▸ EXERCISE PROMPT: Scan the material for the word "white" and return every matching line.
[DATASET EXTRACT — start]
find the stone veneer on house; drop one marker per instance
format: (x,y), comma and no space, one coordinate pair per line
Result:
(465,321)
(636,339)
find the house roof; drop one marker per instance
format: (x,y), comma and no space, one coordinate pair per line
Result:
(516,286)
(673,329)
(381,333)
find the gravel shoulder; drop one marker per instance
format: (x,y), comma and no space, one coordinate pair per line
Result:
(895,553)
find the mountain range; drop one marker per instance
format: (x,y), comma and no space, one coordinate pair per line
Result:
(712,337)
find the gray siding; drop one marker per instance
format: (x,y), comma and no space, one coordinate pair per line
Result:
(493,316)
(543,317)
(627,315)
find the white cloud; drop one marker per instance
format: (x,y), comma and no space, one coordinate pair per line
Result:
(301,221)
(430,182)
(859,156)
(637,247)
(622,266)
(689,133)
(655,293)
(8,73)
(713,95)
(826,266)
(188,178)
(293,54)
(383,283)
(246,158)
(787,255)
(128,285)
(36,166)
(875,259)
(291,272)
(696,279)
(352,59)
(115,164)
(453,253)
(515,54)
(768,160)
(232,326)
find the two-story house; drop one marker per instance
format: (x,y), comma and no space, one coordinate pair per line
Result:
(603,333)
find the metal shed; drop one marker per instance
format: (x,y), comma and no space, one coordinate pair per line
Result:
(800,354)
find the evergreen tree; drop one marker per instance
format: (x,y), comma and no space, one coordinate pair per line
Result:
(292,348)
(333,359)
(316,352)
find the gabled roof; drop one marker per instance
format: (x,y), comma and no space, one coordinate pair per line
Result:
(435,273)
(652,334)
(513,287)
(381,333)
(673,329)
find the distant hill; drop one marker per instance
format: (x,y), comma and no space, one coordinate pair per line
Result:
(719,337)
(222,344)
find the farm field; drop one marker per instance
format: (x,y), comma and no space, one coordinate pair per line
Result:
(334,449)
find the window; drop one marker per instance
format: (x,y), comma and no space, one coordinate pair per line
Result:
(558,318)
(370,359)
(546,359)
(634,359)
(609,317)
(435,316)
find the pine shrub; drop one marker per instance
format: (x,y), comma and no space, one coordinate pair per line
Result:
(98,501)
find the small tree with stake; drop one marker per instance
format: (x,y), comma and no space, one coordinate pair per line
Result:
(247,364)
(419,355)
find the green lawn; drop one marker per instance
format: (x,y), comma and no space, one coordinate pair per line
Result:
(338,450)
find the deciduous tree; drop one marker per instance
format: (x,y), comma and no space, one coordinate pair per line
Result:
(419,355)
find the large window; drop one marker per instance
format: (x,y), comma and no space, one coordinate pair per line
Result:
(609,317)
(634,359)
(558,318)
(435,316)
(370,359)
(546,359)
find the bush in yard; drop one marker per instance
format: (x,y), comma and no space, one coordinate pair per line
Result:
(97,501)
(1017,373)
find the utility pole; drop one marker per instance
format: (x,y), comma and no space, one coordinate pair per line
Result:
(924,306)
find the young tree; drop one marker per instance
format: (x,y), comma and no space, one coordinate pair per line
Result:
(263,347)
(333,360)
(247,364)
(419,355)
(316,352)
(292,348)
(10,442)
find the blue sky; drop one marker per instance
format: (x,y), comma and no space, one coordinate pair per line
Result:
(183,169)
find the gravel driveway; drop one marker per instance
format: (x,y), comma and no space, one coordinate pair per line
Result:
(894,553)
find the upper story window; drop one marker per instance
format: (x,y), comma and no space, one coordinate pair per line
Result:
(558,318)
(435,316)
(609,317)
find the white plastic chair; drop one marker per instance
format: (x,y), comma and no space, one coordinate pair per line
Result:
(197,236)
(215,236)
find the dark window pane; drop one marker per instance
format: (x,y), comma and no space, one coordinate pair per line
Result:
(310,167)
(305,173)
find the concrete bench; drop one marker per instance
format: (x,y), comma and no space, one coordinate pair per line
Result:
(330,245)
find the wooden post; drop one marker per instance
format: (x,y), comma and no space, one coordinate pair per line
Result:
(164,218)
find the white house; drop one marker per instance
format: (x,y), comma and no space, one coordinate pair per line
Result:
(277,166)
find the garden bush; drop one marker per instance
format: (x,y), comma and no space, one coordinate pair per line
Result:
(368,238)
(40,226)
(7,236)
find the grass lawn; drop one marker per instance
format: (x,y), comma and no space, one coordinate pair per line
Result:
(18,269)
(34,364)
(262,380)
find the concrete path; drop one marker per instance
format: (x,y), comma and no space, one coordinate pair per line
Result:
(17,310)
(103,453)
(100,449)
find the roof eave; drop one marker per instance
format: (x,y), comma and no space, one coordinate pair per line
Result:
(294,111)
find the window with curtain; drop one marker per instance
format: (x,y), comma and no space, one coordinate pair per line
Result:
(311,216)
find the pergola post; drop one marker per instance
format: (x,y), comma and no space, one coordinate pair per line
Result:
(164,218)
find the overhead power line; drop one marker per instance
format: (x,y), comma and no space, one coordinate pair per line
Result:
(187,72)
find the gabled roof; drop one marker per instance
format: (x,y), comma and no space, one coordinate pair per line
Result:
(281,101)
[DATASET EXTRACT — finish]
▸ ANSWER SPACE:
find the white cloud; drop one marker per instance
find the white plastic chair; drop one marker per instance
find the white house; drop one marker per instance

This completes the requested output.